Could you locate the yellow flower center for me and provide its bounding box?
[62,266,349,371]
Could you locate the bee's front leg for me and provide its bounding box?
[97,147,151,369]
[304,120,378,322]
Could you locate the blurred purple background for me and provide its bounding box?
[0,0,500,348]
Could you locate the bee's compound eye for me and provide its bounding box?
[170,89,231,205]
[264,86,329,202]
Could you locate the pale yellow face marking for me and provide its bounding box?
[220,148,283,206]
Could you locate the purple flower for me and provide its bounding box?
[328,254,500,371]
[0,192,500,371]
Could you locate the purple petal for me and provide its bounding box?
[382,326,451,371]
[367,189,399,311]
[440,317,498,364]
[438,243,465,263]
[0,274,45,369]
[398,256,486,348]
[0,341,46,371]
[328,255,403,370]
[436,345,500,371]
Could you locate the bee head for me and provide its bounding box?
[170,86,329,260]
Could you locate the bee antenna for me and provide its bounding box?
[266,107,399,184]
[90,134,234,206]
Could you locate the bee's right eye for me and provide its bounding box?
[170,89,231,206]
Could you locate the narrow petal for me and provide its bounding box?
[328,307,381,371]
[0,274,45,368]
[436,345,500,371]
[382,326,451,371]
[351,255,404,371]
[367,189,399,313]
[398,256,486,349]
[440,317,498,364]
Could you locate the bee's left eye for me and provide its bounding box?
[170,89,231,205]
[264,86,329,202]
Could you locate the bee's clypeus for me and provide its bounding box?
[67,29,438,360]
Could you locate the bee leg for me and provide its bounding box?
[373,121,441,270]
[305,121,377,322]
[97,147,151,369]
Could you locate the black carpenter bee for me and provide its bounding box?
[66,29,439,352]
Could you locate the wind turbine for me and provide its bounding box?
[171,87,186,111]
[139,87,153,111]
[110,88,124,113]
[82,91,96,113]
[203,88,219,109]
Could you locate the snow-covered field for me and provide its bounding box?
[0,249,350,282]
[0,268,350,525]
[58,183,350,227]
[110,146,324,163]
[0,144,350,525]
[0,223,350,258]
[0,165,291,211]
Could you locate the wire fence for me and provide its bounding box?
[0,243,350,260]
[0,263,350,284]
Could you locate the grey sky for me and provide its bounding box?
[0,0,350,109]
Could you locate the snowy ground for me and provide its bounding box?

* [Exercise details] Output the part of the listing that begins with the line containing "Could you locate the bee antenna" and ends with the line containing "[170,89,231,206]", both lines included, as a JSON list of strings with one string per line and blank lines omitted.

* [Solved problem]
[
  "Could you locate the bee antenna for me and provide its bounding box?",
  "[266,107,399,184]",
  "[90,134,234,206]",
  "Could you locate the bee's right eye for me and provide its bounding box?",
  "[170,89,231,206]"
]